People returned several months later and did indeed show lower blood sugar, often sufficient for pre-diabetics to be non-prediabetics. But it was the other results they described that took me by surprise: weight loss of 25 to 30 lbs over several months, marked improvement or total relief from arthritis, improvement in asthma sufficient to chuck 2 or 3 inhalers, complete relief from acid reflux and irritable bowel syndrome symptoms, disappearance of leg swelling and numbness. Most reported increased mental clarity, deeper sleep, and more stable moods and emotions. I witnessed even more incredible experiences like the 26-year old man incapacitated by full-body joint pains who started to jog again, pain-free. And the 38-year old schoolteacher who, just weeks before her surgeon scheduled colon removal and ileostomy bag, experienced cure–cure–from ulcerative colitis and intestinal hemorrhage–and stopped all medications. That’s when I knew that I had to broadcast this message. Wheat Belly was the result.

I’m not promoting drugs, fancy medical procedures, or costly equipment. I’m not promoting a process that makes a pharmaceutical company rich or helps a hospital gain more revenue-producing procedures. I’m talking about a simple change in diet that yields incredible and unexpected health benefits in so many more ways than you’d think. And it’s not just about celiac disease, the destructive intestinal disease from wheat gluten that affects 1% of the population. It’s about all the other destructive health effects of wheat consumption, from arthritis to acid reflux to schizophrenia, caused or made worse by this food we are advised to eat more of. It’s about being set free from the peculiar appetite-stimulating effects of the opiate-like compounds unique to wheat. It’s also about losing weight–10, 20, or 30 pounds is often just the start–all from this thing I call wheat belly. The key to understanding wheat’s undesirable effects is to recognize that the total effect on human health is greater than the sum of its parts.

In addition to writing, speaking, and practicing preventive cardiology in Milwaukee, Wisconsin, I am Medical Director and founder of the Track Your Plaque program for heart disease prevention and reversal. This program was articulated in the book, Track Your Plaque: The only heart disease prevention program that shows how to use the new heart scans to detect, track, and control coronary plaque, as well as the online program by the same name (www.trackyourplaque.com). Wheat elimination along with the nutritional principles articulated in Wheat Belly serve as the cornerstone of my heart disease prevention efforts used in the Track Your Plaque program, as well.

DATA SECTION ->
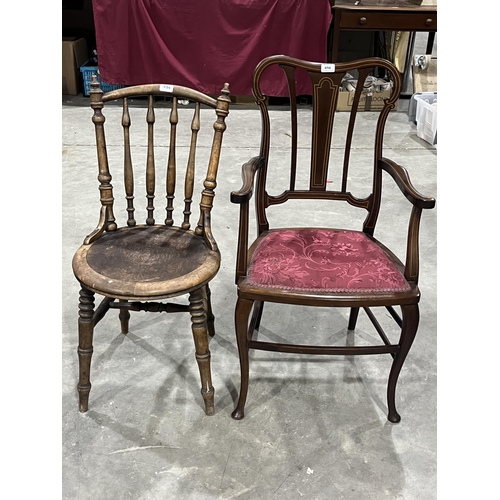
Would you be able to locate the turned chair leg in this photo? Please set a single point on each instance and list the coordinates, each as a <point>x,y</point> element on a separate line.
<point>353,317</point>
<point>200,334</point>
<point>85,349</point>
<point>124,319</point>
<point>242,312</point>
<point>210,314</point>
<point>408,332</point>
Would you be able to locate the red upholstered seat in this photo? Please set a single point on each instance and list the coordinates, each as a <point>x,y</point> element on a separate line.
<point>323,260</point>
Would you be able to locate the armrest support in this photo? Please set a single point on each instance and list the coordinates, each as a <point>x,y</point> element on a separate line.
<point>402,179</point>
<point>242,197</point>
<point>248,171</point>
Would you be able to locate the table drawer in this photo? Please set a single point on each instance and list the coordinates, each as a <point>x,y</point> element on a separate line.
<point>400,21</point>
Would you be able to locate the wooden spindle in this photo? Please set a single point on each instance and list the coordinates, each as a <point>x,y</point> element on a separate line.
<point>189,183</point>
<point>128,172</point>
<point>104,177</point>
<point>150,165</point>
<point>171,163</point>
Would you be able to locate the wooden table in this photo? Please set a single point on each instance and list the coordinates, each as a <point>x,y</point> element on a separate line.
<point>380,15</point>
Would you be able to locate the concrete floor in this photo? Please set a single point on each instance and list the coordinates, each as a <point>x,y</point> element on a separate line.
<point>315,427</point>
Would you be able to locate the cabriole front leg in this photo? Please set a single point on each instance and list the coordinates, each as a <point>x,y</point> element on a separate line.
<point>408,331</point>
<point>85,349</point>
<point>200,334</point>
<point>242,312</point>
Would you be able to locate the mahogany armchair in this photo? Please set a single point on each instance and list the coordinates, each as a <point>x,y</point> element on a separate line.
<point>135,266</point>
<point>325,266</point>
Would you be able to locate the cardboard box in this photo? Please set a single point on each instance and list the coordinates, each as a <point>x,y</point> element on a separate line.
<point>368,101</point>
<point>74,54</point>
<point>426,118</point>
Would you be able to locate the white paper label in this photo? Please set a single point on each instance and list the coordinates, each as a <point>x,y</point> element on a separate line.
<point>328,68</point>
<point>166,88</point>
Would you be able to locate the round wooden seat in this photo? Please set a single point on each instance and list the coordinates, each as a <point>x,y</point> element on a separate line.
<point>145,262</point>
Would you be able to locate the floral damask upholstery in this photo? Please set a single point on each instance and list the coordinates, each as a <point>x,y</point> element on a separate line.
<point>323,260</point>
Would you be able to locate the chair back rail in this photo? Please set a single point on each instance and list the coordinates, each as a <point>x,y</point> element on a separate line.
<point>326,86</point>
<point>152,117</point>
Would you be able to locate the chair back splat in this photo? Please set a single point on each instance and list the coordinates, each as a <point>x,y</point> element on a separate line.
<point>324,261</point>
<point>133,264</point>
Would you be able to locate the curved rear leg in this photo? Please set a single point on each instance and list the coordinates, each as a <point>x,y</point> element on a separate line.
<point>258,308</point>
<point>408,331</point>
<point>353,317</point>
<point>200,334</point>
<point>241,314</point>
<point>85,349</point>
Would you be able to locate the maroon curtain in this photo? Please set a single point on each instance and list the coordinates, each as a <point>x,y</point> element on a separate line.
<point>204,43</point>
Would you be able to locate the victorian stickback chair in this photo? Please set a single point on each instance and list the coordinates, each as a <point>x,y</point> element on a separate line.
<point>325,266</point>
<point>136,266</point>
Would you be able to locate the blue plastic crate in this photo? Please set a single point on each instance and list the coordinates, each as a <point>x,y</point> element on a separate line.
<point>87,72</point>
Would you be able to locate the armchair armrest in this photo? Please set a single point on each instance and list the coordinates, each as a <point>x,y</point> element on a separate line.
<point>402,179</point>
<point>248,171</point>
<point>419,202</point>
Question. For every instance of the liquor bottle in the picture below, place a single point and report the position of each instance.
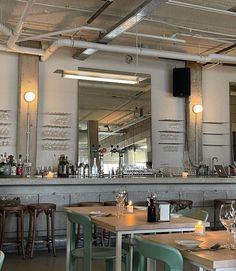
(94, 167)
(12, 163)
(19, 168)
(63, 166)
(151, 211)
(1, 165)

DIRECTIONS ->
A. From the Wheat Belly passage, list the results given after the colon in the sentence beginning "But it was the other results they described."
B. Answer these questions from the Wheat Belly passage:
(i) How old was the schoolteacher who experienced cure from ulcerative colitis?
(ii) What share of the population does celiac disease affect?
(iii) In which city and state does the author practice preventive cardiology?
C. Carry the Wheat Belly passage forward from its final sentence.

TASK-BY-TASK OUTPUTS ->
A.
- Weight loss of 25 to 30 lbs over several months
- Marked improvement or total relief from arthritis
- Improvement in asthma sufficient to chuck 2 or 3 inhalers
- Complete relief from acid reflux and irritable bowel syndrome symptoms
- Disappearance of leg swelling and numbness

B.
(i) 38 years old
(ii) 1%
(iii) Milwaukee, Wisconsin

C.
While I’m not writing or cooking my unique wheat-free recipes, I can be found biking, sampling wines with my wife or competing with the boys on XBox, walking my two Boston terriers, or watching my tennis pro daughter, Lauren Davis, in her tennis matches around the world.

1,647 Responses to About the Author

  1. mary chalmers says:

    Okay, I think I need some help here. Read you book, bought the cookbook and have made many receipes and got the whole family on board which is something for me as I hate to cook, so here is the thing is it common to gain 3lbs in a week??? I know what you are probably going to say, have you been following it and Yes, except for a glass of wine at night and some dry roasted pistachios…but listen I have reduced my foor intake considerably and you would think on the heels of christmas eating that I would have nowhere to go but down. So, I am frustrated, and yes I do see a slight change in my bowel habits spending a bit less time frantically looking for the store washroom…but so far have to be honest, not much change. I realize that it is early days but all the testimonials I have read seem to relect the fact that you see instant results…could it be that maybe wheat is not my problem???? I really do hope you reply as I am reading to pack it in and hope you just do not reply to just positve responses….oh by the way I am a 61 year old woman, married 3 kids, living in Toronto, Canada. So help please as I want to feel like all the other people, and lose 50lbs….thanks.

    • Dr. Davis says:

      Occasionally, Mary, we will see this sort of early response. I think it is too early to make any judgements, as your gastrointestinal tract is undergoing major transformations.

      I would suggest that you stay the course and wait a minimum of 2 months before making any decisions. Wheat is a problem for EVERYBODY.

      • mary chalmers says:

        Wow…I really did expect to get a response and so fast, so I will take your advice and stay on for at least 2 months and we will see. I can see now that since you took the time to email back with advice this is just not another book out there you really do believe in it,,,,so, I will keep going and thank you so much for responding, it has given me some hope. If you like I will let you know how things go….thanks again. mary

      • Michelle says:

        I suffer from hives with wheat.

        Is it likely there are traces of wheat in chicken? I assume chickens and ducks are fed wheat. I’m unable to find the answer on the internet.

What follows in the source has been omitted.